§ **Testo scelto**:
|---|

Gli oppositori al regime hanno preso il controllo di diverse città vicine alla capitale libica mentre, secondo le ultime notizie, il Colonnello è asserragliato a Tripoli, nel bunker di Bab al-Aziziya. Lo ha riferito Al Arabiya secondo cui le truppe ancora fedeli a Gheddafi hanno isolato la capitale stendendo un cordone di mezzi e truppe con cui difendere il Raìs. La zona di Bab al-Aziziya a Tripoli, dove si trova la residenza del leader libico Muammar Gheddafi, sarebbe senza elettricità dalla scorsa notte.
E sono migliaia i mercenari e i miliziani africani che si stanno intanto dirigendo verso Tripoli per portare rinforzi al leader libico, mentre la rivolta contro il regime del colonnello libico, al potere da 42 anni, sembra essere arrivata a una fase decisiva. "Gheddafi - scrive oggi il New York Times - sta rafforzando il suo quartier generale di Tripoli, mentre i suoi oppositori nella capitale stanno organizzando la loro prima iniziativa di protesta coordinata per il prossimo venerdì". "Su ogni cellulare arriva un messaggio relativo a una grande manifestazione di protesta per venerdì a Tripoli" dice un testimone locale, aggiungendo che il discorso minaccioso rivolto al Paese dal colonnello Gheddafi ha portato la determinazione dei rivoltosi "al 100 percento".

|---|

§ **Dati raccolti**:
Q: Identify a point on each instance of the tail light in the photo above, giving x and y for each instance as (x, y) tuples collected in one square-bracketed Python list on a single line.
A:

|---|

§ **Compiti da svolgere**:
**A)** Nel testo sulla rivolta in Libia, dove si trova asserragliato il Colonnello secondo le ultime notizie?
**B)** Ricopia parola per parola il brano del testo sulla rivolta in Libia che va da "Gli oppositori al" a "dalla scorsa notte.".
Per questi compiti i dati non servono.

§ **Elenco delle soluzioni**:
**A)** A Tripoli, nel bunker di Bab al-Aziziya.

**B)**
Gli oppositori al regime hanno preso il controllo di diverse città vicine alla capitale libica mentre, secondo le ultime notizie, il Colonnello è asserragliato a Tripoli, nel bunker di Bab al-Aziziya. Lo ha riferito Al Arabiya secondo cui le truppe ancora fedeli a Gheddafi hanno isolato la capitale stendendo un cordone di mezzi e truppe con cui difendere il Raìs. La zona di Bab al-Aziziya a Tripoli, dove si trova la residenza del leader libico Muammar Gheddafi, sarebbe senza elettricità dalla scorsa notte.